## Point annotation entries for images

----

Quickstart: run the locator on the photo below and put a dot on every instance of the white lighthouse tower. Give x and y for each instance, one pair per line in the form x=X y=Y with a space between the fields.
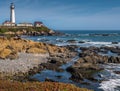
x=12 y=13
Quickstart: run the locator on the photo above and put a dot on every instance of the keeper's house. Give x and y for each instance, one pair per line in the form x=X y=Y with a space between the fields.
x=8 y=24
x=38 y=24
x=25 y=24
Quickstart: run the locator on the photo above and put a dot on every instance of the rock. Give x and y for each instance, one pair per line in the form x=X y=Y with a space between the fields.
x=5 y=53
x=49 y=80
x=71 y=41
x=115 y=42
x=117 y=72
x=115 y=50
x=36 y=50
x=76 y=75
x=81 y=42
x=113 y=59
x=59 y=77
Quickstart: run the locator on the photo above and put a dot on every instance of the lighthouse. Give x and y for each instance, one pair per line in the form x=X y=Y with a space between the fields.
x=12 y=13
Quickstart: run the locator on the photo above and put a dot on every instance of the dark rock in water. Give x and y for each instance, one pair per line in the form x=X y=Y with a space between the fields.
x=49 y=80
x=93 y=79
x=113 y=59
x=76 y=75
x=117 y=72
x=81 y=42
x=71 y=41
x=72 y=47
x=115 y=50
x=82 y=54
x=115 y=42
x=53 y=61
x=59 y=77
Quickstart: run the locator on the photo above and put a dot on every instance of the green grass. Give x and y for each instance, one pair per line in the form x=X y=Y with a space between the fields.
x=37 y=86
x=16 y=29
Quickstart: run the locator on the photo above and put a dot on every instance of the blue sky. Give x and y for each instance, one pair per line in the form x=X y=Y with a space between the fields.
x=66 y=14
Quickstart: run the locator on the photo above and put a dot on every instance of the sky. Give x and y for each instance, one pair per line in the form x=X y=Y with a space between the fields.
x=66 y=14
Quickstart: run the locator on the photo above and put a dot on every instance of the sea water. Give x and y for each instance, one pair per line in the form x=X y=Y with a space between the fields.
x=88 y=38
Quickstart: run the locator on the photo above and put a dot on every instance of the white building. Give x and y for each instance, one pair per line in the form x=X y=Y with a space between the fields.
x=12 y=13
x=38 y=24
x=25 y=24
x=8 y=24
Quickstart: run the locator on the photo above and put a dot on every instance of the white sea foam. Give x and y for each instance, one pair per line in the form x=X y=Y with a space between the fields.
x=113 y=80
x=110 y=85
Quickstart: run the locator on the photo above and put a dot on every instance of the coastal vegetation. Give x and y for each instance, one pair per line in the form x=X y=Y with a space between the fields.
x=4 y=29
x=10 y=49
x=6 y=85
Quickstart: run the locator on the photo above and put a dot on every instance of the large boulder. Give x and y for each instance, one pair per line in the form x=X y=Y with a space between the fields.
x=36 y=50
x=5 y=53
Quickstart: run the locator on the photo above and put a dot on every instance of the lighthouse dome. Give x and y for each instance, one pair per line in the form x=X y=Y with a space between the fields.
x=12 y=6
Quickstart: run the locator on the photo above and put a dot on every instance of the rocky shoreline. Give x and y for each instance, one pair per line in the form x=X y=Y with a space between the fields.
x=20 y=58
x=90 y=61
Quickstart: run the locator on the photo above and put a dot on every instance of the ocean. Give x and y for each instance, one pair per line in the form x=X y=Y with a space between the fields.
x=85 y=39
x=82 y=38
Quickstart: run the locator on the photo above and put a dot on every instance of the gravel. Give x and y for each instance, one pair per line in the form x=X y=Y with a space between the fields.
x=23 y=64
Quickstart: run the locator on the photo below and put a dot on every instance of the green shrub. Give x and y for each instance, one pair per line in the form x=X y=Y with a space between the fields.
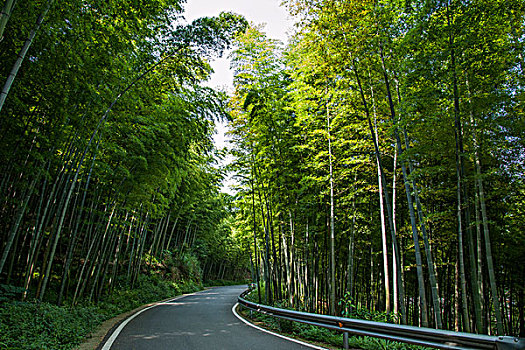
x=32 y=325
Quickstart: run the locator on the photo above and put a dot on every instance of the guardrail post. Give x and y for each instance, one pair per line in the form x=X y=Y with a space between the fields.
x=510 y=343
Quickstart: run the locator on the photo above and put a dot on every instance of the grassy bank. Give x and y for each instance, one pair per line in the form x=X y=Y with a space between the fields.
x=38 y=325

----

## Set task
Copy the records word for word, starting at the line containing "the green shrub." and continuing through the final line of the records, with both ends included. Omit the pictures from your copy.

## Written solution
Quickstart: run the locator on the photo below and put a dot on every instance of the green shrub. Give x and y for each instance, one pair per line in the form x=X y=Y with a space between the fields.
x=32 y=325
Quickstart: run the locator on the photo above and put a dot on every instance of the guardrail post. Give x and y for each instance, one pair per line in the form x=X y=Y with a space between the fields.
x=510 y=343
Quickstart: run the locator on the photo above and put a dot on every instance of the grassy bank. Give x and y for each instance, one pair per line in the form x=X y=Y with a space between the fields.
x=38 y=325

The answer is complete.